▸ Goal of the exercise
Set down, please, without alteration, the lines of the entries below from the first through the one containing "indicate the green leaf, a".

****************

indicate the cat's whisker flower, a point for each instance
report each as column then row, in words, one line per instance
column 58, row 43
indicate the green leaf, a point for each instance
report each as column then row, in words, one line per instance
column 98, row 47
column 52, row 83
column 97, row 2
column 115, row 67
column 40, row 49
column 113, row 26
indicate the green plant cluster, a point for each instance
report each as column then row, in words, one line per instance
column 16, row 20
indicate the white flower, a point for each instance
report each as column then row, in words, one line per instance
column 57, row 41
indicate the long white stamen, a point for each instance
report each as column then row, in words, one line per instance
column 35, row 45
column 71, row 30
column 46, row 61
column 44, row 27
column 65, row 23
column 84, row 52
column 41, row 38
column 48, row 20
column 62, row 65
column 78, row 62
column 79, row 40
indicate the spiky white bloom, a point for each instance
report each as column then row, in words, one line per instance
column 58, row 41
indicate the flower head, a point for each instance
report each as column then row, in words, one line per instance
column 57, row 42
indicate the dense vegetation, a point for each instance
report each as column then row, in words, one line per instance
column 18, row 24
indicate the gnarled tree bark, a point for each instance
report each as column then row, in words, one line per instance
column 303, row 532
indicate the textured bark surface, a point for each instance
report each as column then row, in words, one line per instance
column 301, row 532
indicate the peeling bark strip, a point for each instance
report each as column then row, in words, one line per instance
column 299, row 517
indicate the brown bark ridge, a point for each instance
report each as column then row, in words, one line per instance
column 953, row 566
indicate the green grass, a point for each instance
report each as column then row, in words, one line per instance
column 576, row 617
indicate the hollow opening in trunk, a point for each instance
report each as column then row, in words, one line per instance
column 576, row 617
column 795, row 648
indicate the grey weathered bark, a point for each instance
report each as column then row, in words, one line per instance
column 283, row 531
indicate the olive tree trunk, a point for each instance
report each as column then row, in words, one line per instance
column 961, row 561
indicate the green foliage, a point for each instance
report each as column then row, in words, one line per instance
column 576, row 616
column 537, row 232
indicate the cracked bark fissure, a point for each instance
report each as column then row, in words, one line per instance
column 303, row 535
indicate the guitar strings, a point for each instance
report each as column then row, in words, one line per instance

****************

▸ Solution for this exercise
indicate the cat's whisker flower, a point for each instance
report each as column then row, in words, one line per instance
column 58, row 43
indicate the green leaf, a point for each instance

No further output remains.